PROBLEM STATEMENT – Make an exact copy of every entry.

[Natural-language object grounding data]
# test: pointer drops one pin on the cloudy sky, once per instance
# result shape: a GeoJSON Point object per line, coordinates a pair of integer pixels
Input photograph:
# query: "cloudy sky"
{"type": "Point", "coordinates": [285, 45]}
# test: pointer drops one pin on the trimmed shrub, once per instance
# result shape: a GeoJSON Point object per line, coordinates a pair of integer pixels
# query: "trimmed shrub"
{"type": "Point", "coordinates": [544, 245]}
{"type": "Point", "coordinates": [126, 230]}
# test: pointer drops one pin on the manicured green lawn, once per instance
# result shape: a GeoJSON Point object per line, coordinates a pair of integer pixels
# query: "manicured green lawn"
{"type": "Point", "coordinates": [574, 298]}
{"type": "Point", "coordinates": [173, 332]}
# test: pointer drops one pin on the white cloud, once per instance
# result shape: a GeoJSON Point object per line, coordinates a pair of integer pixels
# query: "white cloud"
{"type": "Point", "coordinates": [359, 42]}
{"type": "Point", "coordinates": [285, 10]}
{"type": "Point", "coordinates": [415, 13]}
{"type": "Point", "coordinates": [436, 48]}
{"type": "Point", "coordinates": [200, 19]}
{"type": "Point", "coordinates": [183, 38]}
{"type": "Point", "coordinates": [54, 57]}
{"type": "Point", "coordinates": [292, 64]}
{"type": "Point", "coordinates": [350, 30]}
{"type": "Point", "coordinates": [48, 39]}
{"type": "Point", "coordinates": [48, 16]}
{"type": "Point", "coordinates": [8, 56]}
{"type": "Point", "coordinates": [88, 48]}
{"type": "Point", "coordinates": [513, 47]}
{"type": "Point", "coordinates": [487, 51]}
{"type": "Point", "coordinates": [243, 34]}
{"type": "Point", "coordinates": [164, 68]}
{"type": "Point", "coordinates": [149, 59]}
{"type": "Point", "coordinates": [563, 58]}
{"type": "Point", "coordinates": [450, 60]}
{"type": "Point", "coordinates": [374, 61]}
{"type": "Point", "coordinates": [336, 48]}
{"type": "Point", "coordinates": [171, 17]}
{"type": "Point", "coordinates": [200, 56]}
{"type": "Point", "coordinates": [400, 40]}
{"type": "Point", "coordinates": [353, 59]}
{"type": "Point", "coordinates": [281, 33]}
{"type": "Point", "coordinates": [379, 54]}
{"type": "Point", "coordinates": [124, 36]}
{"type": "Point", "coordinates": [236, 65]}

SOLUTION FOR THIS EXERCISE –
# test: pointer drops one pin on the cloudy sky, once per instance
# result shape: a GeoJSON Point object per line, coordinates a pair of integer pixels
Input photograph:
# query: "cloudy sky"
{"type": "Point", "coordinates": [285, 45]}
# test: pointer drops one pin on the trimmed shrub, once per instance
# result shape: a GeoJSON Point object per line, coordinates a pair of integer pixels
# query: "trimmed shrub"
{"type": "Point", "coordinates": [544, 245]}
{"type": "Point", "coordinates": [126, 230]}
# test: pointer drops one pin on the manicured green lawn, once per instance
# result shape: a GeoJSON Point object per line, coordinates a pair of integer pixels
# query: "manicured green lawn"
{"type": "Point", "coordinates": [574, 298]}
{"type": "Point", "coordinates": [173, 332]}
# test: pointer drops one pin on the white cloud, once per instance
# result shape: a GeoJSON Point object per line, coordinates a pair of integer pixels
# query: "white cloud"
{"type": "Point", "coordinates": [359, 42]}
{"type": "Point", "coordinates": [285, 10]}
{"type": "Point", "coordinates": [415, 13]}
{"type": "Point", "coordinates": [436, 48]}
{"type": "Point", "coordinates": [200, 19]}
{"type": "Point", "coordinates": [183, 38]}
{"type": "Point", "coordinates": [54, 57]}
{"type": "Point", "coordinates": [292, 64]}
{"type": "Point", "coordinates": [350, 30]}
{"type": "Point", "coordinates": [48, 39]}
{"type": "Point", "coordinates": [48, 16]}
{"type": "Point", "coordinates": [8, 56]}
{"type": "Point", "coordinates": [88, 48]}
{"type": "Point", "coordinates": [513, 47]}
{"type": "Point", "coordinates": [487, 51]}
{"type": "Point", "coordinates": [243, 34]}
{"type": "Point", "coordinates": [164, 68]}
{"type": "Point", "coordinates": [149, 59]}
{"type": "Point", "coordinates": [563, 58]}
{"type": "Point", "coordinates": [450, 60]}
{"type": "Point", "coordinates": [374, 61]}
{"type": "Point", "coordinates": [336, 48]}
{"type": "Point", "coordinates": [171, 17]}
{"type": "Point", "coordinates": [200, 56]}
{"type": "Point", "coordinates": [400, 40]}
{"type": "Point", "coordinates": [353, 59]}
{"type": "Point", "coordinates": [281, 33]}
{"type": "Point", "coordinates": [379, 54]}
{"type": "Point", "coordinates": [124, 36]}
{"type": "Point", "coordinates": [236, 65]}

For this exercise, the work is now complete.